Find all lines below containing the string "prompts" and return them.

**Information**
== Segment start ==

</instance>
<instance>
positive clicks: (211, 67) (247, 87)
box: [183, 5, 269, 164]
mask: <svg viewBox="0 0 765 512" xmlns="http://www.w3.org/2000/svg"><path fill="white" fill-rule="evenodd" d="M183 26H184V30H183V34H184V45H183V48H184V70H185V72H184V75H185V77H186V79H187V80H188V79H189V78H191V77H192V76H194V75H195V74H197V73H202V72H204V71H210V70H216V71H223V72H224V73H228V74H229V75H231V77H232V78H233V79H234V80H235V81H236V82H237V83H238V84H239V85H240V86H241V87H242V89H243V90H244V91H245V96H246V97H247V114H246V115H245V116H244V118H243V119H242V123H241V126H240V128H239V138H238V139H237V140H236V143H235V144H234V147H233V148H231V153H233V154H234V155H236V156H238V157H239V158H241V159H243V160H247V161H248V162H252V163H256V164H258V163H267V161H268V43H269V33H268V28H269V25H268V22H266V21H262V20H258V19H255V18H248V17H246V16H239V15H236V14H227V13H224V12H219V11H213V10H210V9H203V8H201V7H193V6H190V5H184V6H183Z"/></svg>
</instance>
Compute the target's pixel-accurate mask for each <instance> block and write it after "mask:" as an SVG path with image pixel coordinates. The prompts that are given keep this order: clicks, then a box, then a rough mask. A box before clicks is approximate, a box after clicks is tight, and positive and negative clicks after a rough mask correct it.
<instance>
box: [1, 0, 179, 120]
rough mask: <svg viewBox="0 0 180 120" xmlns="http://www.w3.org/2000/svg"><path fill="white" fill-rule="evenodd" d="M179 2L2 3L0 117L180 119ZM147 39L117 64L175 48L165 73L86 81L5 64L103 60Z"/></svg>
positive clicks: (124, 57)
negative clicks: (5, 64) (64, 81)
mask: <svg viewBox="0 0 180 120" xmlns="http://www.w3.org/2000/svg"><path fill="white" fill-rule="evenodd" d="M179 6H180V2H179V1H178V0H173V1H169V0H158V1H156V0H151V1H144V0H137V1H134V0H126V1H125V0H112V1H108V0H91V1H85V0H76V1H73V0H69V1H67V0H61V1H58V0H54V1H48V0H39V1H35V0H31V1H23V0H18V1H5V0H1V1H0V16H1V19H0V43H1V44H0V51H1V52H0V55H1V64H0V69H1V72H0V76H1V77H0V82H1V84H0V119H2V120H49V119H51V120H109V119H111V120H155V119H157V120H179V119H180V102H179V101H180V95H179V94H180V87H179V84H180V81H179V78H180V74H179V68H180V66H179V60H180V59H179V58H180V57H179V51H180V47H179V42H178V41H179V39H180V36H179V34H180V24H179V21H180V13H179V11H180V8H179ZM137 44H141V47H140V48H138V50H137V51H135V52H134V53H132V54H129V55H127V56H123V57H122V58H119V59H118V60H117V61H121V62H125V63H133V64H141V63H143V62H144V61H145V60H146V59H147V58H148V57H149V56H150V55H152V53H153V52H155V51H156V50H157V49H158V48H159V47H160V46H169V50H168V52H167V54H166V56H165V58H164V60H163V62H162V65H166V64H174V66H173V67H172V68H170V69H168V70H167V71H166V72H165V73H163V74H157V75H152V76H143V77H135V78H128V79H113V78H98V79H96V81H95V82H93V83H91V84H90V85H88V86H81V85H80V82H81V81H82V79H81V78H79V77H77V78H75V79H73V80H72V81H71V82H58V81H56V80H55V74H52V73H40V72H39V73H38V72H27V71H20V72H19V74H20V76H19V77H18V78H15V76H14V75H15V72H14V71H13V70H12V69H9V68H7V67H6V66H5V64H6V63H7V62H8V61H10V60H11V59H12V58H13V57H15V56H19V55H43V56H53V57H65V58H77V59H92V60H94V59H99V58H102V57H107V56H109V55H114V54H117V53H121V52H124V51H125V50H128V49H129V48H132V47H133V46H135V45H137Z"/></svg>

== Segment end ==
== Segment start ==

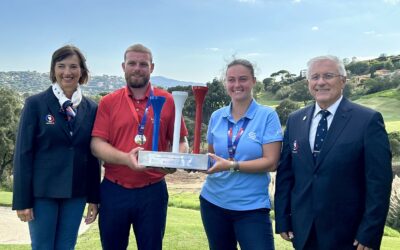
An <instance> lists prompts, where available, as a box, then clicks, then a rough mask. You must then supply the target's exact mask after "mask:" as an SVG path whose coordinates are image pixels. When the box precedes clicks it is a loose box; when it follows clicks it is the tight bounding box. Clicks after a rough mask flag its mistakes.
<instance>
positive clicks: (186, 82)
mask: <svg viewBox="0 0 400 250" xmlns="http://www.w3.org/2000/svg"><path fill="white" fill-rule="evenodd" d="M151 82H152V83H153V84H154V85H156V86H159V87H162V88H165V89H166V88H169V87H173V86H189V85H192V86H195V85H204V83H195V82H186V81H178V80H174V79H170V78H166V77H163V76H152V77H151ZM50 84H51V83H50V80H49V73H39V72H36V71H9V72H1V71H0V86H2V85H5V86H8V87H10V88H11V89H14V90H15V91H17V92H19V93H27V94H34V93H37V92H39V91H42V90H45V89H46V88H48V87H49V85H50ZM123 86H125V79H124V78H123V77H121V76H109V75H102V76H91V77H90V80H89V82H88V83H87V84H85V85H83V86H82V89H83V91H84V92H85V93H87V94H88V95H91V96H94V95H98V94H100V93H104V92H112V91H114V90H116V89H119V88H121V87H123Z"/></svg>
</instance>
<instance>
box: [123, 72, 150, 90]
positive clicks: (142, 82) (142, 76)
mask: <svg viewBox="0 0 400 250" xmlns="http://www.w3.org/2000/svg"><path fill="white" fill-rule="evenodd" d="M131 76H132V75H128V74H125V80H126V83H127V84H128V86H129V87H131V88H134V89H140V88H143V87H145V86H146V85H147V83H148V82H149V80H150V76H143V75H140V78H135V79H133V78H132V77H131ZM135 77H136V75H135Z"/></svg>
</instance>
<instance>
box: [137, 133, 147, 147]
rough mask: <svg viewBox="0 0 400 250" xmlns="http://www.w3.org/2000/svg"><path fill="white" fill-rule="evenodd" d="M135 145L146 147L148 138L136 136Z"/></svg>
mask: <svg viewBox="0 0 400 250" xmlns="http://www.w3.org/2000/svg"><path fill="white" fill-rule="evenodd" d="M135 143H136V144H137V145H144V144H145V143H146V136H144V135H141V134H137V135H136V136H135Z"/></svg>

== Segment end ==

**Exercise output**
Compute the target's pixel-accurate mask for each <instance> block and write it after "mask:" as an SVG path with image pixel coordinates. The prompts that are given keep this order: clicks, then a box, then a rough mask. A box before clicks is approximate, a box after clicks is tight, and positive and negative clicks after a rough mask correct it.
An <instance> lists prompts, where available, as a box, then clicks, then a rough mask. You must then supply the target's exact mask after "mask:" as an SVG path whose coordinates are image pixels. When the box precedes clicks it is a loose box; when it follows clicks it is the tight bounding box. Clicks after a rough mask flag its mistakes.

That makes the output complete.